COMPITO ASSEGNATO: Riscala le righe a partire da quella che contiene "Query: river water" e terminando con l'ultima riga, entrambe incluse: riscrivile tutte, richieste comprese, moltiplicando per 1,5 le coordinate dei contorni nelle risposte e arrotondandole all'intero, con le metà per eccesso. I numeri delle richieste e dei loro esempi di formato restano invariati.

══════════════════════════════

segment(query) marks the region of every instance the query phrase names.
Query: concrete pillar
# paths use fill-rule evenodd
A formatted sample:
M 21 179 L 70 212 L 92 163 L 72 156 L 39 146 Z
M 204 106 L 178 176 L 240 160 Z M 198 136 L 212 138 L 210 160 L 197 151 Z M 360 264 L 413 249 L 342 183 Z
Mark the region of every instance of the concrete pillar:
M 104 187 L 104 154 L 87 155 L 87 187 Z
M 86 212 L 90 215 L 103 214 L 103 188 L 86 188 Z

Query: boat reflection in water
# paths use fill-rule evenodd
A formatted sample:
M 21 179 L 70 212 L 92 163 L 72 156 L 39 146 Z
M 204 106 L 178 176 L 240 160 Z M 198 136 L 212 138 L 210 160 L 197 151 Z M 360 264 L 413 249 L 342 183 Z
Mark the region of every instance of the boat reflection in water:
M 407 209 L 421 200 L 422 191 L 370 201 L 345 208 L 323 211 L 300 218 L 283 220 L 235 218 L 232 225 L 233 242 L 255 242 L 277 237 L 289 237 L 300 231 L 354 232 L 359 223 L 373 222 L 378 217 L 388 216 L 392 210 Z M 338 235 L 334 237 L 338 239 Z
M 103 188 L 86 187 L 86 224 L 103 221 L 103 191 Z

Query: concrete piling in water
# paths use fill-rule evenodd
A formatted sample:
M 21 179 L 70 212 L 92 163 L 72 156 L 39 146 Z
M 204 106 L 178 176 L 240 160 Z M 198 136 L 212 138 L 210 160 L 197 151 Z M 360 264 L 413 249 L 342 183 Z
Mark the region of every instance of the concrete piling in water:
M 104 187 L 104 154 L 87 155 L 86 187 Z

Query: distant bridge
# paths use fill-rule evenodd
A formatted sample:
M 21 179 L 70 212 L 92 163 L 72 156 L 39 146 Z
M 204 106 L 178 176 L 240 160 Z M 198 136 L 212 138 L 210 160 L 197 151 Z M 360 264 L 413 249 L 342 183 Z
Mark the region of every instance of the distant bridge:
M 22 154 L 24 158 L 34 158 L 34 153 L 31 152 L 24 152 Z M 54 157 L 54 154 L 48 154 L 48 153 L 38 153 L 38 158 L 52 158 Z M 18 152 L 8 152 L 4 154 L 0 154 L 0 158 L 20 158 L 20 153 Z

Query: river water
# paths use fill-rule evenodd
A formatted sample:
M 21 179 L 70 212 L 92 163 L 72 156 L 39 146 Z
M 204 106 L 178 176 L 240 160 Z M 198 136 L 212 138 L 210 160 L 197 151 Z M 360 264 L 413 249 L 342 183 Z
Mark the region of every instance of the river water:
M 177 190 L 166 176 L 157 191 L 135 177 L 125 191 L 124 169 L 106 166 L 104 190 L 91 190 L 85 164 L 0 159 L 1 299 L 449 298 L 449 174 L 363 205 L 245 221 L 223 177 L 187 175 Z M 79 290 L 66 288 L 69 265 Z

══════════════════════════════

ESITO DEL COMPITO:
Query: river water
# paths use fill-rule evenodd
A formatted sample:
M 21 179 L 70 212 L 92 163 L 72 156 L 39 146 Z
M 204 106 L 178 176 L 240 160 Z M 198 136 L 212 138 L 210 160 L 197 151 Z M 360 264 L 413 249 L 342 183 Z
Mark the region of every instance of the river water:
M 266 285 L 249 264 L 236 287 L 203 266 L 188 287 L 186 254 L 159 249 L 156 285 L 137 285 L 128 246 L 0 239 L 2 449 L 674 447 L 674 261 L 545 308 L 368 332 L 335 266 L 281 263 Z M 119 435 L 99 432 L 104 398 Z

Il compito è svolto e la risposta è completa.